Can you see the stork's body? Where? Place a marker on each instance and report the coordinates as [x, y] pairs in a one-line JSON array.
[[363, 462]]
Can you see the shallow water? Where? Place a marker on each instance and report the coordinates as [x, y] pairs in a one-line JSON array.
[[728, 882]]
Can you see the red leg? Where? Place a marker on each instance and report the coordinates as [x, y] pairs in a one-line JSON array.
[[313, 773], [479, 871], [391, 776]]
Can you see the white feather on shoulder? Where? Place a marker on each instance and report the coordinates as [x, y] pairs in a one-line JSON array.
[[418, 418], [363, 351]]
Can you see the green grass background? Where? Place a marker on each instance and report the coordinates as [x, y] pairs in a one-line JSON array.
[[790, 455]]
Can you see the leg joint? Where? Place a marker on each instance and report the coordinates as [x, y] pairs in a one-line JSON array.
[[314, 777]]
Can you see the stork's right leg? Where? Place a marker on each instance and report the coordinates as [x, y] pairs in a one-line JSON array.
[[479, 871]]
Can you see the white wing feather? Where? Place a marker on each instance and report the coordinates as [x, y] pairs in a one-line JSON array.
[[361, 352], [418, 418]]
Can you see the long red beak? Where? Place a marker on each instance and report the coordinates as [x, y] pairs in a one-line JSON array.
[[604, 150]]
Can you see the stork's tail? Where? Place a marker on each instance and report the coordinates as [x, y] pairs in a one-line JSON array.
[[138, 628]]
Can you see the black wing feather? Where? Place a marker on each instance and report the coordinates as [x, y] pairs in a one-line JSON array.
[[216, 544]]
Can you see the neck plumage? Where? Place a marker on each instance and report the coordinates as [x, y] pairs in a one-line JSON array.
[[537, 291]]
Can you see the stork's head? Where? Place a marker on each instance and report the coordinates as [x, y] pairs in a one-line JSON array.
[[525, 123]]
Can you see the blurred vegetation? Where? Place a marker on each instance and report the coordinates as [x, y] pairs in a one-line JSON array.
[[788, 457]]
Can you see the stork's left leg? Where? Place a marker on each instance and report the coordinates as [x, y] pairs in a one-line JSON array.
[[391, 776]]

_ _ _ _ _

Directions for this task: Include both ends. Return the line holding "Can you see the neck" and all lines after it in the records above, exactly as written.

The completed task:
Can you see the neck plumage? Where? Place a marker on each instance and report the coordinates as [x, y] pairs in a one-line JSON array.
[[537, 291]]
Can you see the stork's head? Where? Place a marker on each instance and report the coordinates as [x, y] pairs in a one-line JSON array.
[[525, 123]]
Can you see the blurred vegetation? Where? Place a marker on each instance and report the coordinates as [x, y] pairs in a one-line JSON array.
[[788, 457]]
Can you see the stork's left leg? Where? Place a marker on each instance and report the coordinates as [x, y] pairs in a one-line JSON array.
[[391, 776]]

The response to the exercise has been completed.